» Prompt 1: In the player profile below, the senior career list shows Vinicius Popó at Capivariano from 2023 onward but also at Operario Ferroviário, CSA, Hercílio Luz, Ituano and Joinville EC during those years. Explain, in one to three sentences, why he could play for these clubs during his Capivariano spell.

» Passage shown:

####

Vinicius Popó

Personal information
- Full name: Vinicius Santana da Silva
- Date of birth: 25 February 2001 (age 25)
- Place of birth: São José do Rio Preto, Brazil
- Height: 1.79 m (5 ft 10 in)
- Position: Striker

Team information
- Current team: Capivariano

Youth career
- 2014–2019: Cruzeiro

Senior career*
- Years: Team / Apps / (Gls)
- 2019–2021: Cruzeiro / 8 / (0)
- 2020–2021: → Sport Recife (loan) / 2 / (1)
- 2021: → Goiás (loan) / 5 / (1)
- 2022: Azuriz / 2 / (0)
- 2022: → Betim (loan) / 8 / (0)
- 2022: → Fortaleza (loan) / 4 / (4)
- 2023–: Capivariano / 59 / (33)
- 2023: → Operario Ferroviário (loan) / 13 / (3)
- 2024: → CSA (loan) / 12 / (1)
- 2024: → Hercílio Luz (loan) / 6 / (2)
- 2025: → Ituano (loan) / 18 / (4)
- 2025: → Joinville EC (loan) / 11 / (3)

International career
- 2016: Brazil U15 / 0 / (0)

####

» Available data:

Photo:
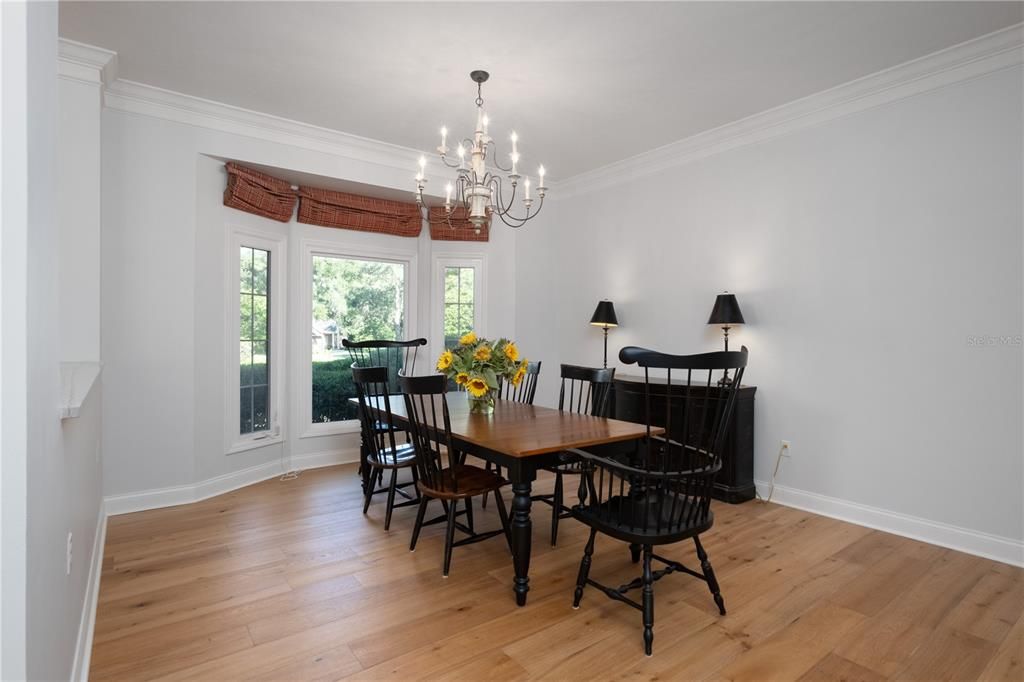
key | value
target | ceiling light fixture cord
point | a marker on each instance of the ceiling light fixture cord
(477, 189)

####

» Prompt 2: Reproduce the records above line for line, omitting the pictures.

» Finished answer 1: Each of those clubs is marked with an arrow and labeled "(loan)" in the profile. His time with them was therefore spent on loan while he remained a Capivariano player, which is also why Capivariano is still listed as his current team.

» Finished answer 2:
Photo:
key | value
target | ceiling light fixture cord
point | a marker on each instance of the ceiling light fixture cord
(477, 189)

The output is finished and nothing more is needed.